To do ▸ Please copy out the records from their first line through the line containing "[[[48,86],[43,86],[42,87],[42,88],[55,88],[55,87],[48,87]]]", with both ends included, keeping each line unchanged.

Available data ▸
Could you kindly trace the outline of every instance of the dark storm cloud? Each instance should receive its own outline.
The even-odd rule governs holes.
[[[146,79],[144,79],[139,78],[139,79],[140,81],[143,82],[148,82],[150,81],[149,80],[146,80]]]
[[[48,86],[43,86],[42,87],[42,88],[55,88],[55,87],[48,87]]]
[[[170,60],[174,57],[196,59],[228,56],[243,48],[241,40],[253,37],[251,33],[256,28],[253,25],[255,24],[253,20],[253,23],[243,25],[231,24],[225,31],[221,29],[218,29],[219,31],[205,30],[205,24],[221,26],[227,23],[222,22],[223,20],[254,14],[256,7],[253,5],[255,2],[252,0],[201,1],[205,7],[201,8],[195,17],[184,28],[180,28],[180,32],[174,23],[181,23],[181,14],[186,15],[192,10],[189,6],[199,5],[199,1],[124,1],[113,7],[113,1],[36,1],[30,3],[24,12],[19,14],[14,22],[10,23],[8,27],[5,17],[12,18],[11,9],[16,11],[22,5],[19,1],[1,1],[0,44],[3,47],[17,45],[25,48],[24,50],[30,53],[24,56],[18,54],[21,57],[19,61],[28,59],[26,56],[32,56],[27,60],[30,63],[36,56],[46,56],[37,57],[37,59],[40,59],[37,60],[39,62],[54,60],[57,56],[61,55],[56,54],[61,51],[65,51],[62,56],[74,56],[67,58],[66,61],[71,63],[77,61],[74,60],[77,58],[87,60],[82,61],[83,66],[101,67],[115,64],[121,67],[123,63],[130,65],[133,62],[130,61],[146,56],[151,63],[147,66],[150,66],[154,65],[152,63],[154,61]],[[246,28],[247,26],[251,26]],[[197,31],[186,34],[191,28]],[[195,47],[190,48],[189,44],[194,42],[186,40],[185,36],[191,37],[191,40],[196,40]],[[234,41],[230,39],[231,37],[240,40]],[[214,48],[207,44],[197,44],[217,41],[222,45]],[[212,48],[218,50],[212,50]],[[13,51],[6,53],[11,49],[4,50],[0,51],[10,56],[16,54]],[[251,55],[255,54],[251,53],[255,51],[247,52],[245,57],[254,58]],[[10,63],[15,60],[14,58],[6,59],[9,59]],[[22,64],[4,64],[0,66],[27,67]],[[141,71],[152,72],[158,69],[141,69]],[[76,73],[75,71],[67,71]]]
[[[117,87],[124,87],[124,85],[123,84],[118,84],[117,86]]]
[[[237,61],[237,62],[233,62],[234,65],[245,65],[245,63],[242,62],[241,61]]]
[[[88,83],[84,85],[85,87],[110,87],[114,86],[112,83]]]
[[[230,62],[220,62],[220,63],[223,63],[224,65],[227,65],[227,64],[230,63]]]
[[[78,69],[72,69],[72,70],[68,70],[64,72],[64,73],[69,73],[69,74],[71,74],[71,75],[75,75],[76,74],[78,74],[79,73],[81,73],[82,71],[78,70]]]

Expected answer ▸
Could you kindly trace the outline of every instance of the dark storm cloud? Each instance should receive its own outline.
The even-odd rule governs holes.
[[[146,79],[144,79],[139,78],[139,79],[140,81],[143,82],[148,82],[150,81],[149,80],[146,80]]]
[[[48,86],[43,86],[42,87],[42,88],[55,88],[55,87],[48,87]]]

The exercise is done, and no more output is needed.